AÇÕES A REALIZAR:
a) Indique se cada afirmação a seguir concorda com o texto sobre Wes Nunes, respondendo sim ou não e citando literalmente as palavras do texto que decidem a questão. (i) O livro Manifesto dos Quadrinhos foi lançado na Bienal do Livro do Rio de Janeiro. (ii) Nunes se sustenta com o dinheiro que recebe por seus desenhos. (iii) Nunes foi finalista do Troféu HQMIX na categoria web tiras.
b) Segundo o texto sobre Wes Nunes, em que atividades o quadrinista tem se sustentado?
c) Transcreva do texto fornecido o trecho que começa em "São as experiências" e vai até "categoria web tiras.", inclusive.

TEXTO FORNECIDO:
***

São as experiências pessoais de Wes Nunes que auxiliam o artista paulistano a publicar quadrinhos de forma crítica sobre questões como sexualidade e gênero. O trabalho do quadrinista aos poucos começou a sair da bolha das redes sociais e recebe reconhecimento nacional. O livro Manifesto dos Quadrinhos, lançado na Bienal do Livro do Rio de Janeiro pela Chiado Editora, em setembro, trouxe mais fãs para o trabalho do artista.
“O lançamento aqui em São Paulo foi uma realização bastante pessoal para mim. Não apenas porque a maior parte dos meus leitores é daqui, mas também porque estavam meus amigos e muita gente que me ajudou nesse trabalho”, comentou Nunes, que foi indicado como um dos dez finalistas do Troféu HQMIX, na categoria web tiras.
A obra conta com quadrinhos que não foram publicados pelo autor ou que foram censurados nas redes sociais. O dinheiro que já recebeu por seus desenhos é revertido para a produção dos próximos, já que é como fotógrafo e ghost writer que Nunes tem se sustentado. “Fico surpreendido como esse livro está chegando às pessoas, principalmente em um momento do Brasil, onde ser LGBT paira entre ser crime, pecado ou doença. Muita gente me disse que meu trabalho ajudou a se sentir entendida e menos sozinha por ser LGBT”.
As obras de Nunes atraem fãs, mas também causam a ira de outras pessoas que, segundo o quadrinista, mandam mensagens agressivas pelo conteúdo crítico de seu trabalho. “Existem as que agridem. As que mandam mensagem dizendo que eu devia me matar… E quer saber? Estou pelas travestis, pelas transexuais… LGBTs como um todo, dentro e fora da sigla.”

***

REGISTROS LISTADOS:

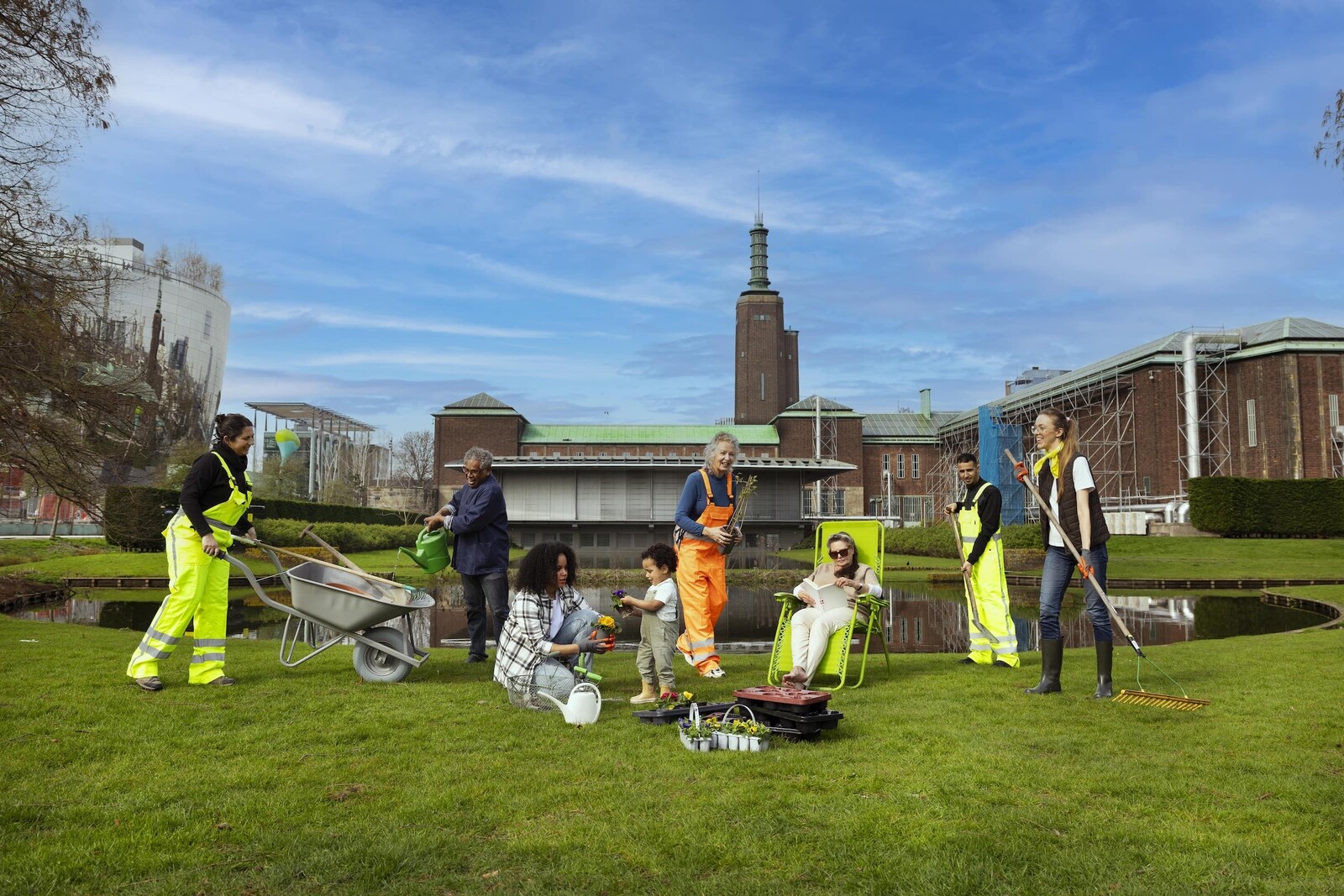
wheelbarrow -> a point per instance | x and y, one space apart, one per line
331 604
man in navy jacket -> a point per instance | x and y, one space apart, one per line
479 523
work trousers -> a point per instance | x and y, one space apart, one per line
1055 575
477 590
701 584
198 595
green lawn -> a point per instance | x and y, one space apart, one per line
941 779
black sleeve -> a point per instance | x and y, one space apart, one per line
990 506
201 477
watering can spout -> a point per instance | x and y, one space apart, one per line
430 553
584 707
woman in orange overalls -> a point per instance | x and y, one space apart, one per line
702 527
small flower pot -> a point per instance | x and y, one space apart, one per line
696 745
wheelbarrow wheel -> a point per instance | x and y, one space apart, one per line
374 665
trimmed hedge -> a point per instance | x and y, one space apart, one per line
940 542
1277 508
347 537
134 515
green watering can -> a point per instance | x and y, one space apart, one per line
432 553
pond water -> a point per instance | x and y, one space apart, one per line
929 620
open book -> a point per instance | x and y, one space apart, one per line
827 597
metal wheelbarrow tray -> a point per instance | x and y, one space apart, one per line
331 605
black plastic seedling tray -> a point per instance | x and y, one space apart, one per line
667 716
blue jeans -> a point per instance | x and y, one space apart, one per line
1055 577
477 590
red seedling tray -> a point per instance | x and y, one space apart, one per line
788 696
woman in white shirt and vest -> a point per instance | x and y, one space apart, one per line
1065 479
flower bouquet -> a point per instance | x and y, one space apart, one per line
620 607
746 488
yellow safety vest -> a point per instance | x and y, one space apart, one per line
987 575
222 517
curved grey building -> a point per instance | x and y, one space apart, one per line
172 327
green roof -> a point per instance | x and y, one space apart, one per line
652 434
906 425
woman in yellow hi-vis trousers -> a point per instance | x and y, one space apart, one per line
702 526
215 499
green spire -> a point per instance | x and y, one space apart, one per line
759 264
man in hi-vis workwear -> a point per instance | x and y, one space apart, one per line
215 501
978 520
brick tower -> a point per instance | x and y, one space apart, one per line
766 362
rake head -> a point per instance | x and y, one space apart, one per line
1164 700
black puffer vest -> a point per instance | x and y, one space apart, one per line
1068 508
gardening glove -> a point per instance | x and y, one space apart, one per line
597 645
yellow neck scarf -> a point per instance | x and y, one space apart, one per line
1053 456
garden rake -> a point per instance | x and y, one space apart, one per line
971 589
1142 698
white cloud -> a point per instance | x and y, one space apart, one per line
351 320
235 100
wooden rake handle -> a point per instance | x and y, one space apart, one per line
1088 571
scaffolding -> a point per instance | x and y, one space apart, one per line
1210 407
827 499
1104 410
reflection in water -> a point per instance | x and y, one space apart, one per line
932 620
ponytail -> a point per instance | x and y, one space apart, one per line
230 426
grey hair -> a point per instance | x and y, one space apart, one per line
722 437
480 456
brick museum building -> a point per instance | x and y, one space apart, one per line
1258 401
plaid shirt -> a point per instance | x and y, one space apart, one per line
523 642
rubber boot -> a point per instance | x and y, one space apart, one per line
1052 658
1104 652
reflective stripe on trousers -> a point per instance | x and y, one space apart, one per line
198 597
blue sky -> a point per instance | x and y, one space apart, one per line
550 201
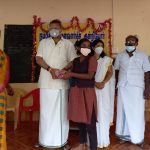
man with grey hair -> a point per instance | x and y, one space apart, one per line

***

SUAS RESPOSTAS:
a)
(i) Sim: "lançado na Bienal do Livro do Rio de Janeiro pela Chiado Editora".
(ii) Não: "O dinheiro que já recebeu por seus desenhos é revertido para a produção dos próximos, já que é como fotógrafo e ghost writer que Nunes tem se sustentado".
(iii) Sim: "foi indicado como um dos dez finalistas do Troféu HQMIX, na categoria web tiras".

b) Como fotógrafo e ghost writer.

c)
São as experiências pessoais de Wes Nunes que auxiliam o artista paulistano a publicar quadrinhos de forma crítica sobre questões como sexualidade e gênero. O trabalho do quadrinista aos poucos começou a sair da bolha das redes sociais e recebe reconhecimento nacional. O livro Manifesto dos Quadrinhos, lançado na Bienal do Livro do Rio de Janeiro pela Chiado Editora, em setembro, trouxe mais fãs para o trabalho do artista.
“O lançamento aqui em São Paulo foi uma realização bastante pessoal para mim. Não apenas porque a maior parte dos meus leitores é daqui, mas também porque estavam meus amigos e muita gente que me ajudou nesse trabalho”, comentou Nunes, que foi indicado como um dos dez finalistas do Troféu HQMIX, na categoria web tiras.